• [What the exercise asks]: For these records, count the lines containing the word "below" and respond with the number alone.

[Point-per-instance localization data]
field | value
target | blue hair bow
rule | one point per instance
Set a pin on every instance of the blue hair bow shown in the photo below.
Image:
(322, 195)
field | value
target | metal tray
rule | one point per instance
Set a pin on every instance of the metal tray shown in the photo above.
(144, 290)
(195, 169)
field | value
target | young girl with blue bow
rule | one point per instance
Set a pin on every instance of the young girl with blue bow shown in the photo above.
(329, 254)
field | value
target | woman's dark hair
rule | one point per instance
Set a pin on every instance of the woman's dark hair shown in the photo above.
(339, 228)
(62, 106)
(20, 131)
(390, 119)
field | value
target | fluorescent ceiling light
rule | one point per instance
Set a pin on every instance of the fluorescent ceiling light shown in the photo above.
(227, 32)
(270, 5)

---

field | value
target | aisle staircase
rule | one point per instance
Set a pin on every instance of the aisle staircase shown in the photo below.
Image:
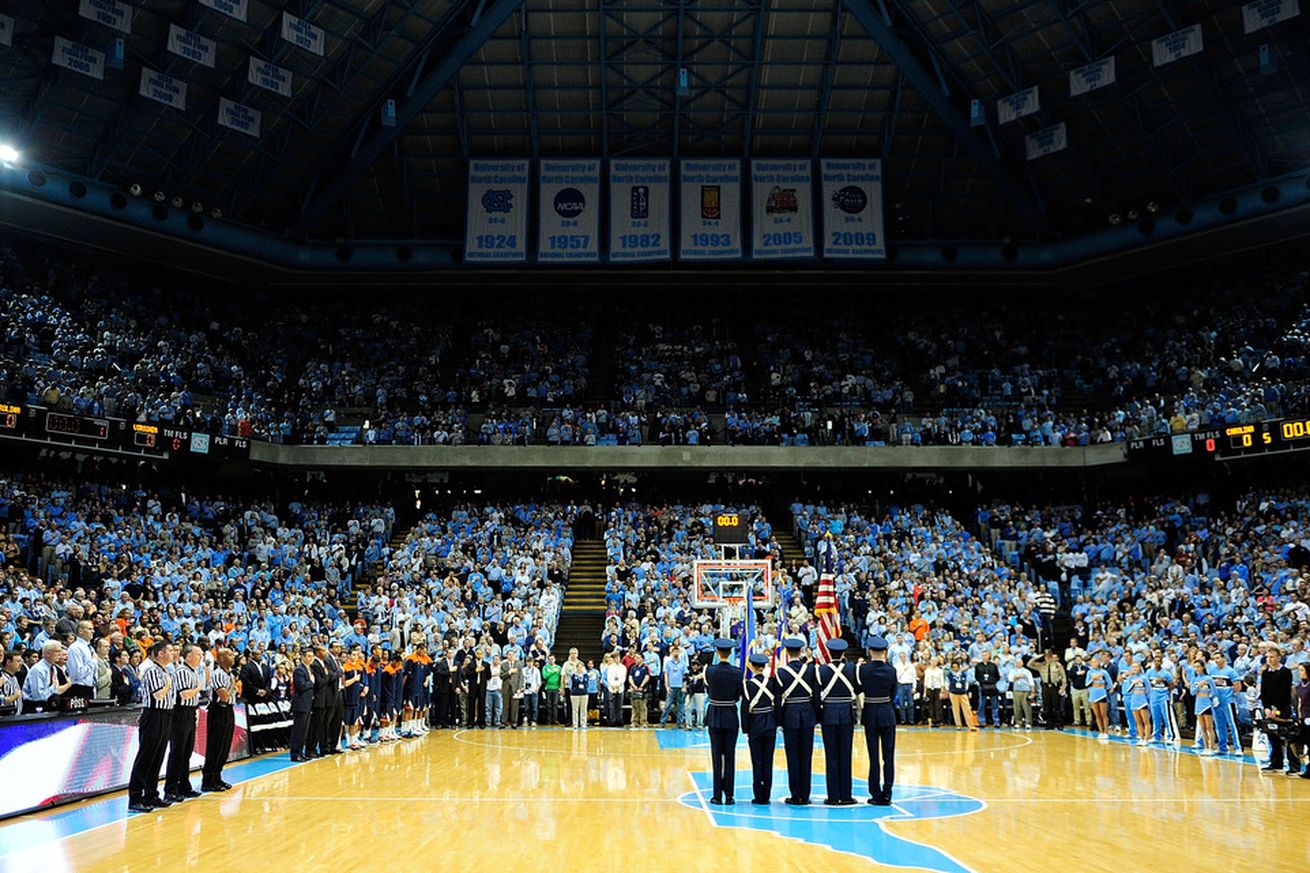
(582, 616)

• [Answer to this exercise]: 2